(Entries taken from a collection)
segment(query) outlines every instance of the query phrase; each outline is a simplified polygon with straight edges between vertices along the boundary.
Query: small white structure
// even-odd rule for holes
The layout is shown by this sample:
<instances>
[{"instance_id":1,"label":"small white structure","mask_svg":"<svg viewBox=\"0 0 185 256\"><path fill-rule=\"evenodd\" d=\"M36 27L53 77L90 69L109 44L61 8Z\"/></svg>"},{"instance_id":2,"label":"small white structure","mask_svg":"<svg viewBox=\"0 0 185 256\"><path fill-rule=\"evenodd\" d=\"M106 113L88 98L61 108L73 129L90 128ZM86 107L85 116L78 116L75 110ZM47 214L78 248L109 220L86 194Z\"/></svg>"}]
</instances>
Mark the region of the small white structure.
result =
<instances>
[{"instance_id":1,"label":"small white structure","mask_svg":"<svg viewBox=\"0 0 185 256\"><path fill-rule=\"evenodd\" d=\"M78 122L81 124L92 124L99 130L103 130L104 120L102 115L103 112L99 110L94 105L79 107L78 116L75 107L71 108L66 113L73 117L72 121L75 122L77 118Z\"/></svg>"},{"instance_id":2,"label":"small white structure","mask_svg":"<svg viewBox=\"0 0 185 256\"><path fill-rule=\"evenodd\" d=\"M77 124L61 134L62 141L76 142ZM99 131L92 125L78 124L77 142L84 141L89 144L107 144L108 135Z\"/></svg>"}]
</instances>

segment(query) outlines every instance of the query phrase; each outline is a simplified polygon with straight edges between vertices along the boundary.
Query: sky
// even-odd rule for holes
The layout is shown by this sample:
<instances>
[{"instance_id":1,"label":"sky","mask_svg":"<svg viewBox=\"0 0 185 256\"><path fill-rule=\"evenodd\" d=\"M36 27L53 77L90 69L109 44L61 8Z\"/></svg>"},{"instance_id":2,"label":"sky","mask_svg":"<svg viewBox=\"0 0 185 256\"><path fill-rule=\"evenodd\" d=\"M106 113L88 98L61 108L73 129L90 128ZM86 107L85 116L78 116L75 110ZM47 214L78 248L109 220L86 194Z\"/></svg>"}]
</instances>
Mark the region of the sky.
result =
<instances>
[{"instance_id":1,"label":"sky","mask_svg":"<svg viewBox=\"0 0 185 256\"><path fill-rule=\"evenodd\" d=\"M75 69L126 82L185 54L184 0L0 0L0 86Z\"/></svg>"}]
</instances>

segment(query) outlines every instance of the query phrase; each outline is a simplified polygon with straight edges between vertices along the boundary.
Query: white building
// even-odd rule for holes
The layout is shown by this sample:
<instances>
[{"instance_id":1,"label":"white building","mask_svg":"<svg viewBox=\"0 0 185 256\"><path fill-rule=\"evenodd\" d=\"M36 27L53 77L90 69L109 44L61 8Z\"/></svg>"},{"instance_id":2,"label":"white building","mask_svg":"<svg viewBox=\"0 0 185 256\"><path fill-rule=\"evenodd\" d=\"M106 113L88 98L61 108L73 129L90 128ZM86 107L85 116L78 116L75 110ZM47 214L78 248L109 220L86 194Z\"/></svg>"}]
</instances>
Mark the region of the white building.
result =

▸ **WHAT NEEDS TO BE DONE**: Display every line of the data above that contains the word "Mark". Case counts.

▸ **WORKED SOLUTION**:
Mark the region of the small white structure.
Mark the region of the sky.
Mark the region of the white building.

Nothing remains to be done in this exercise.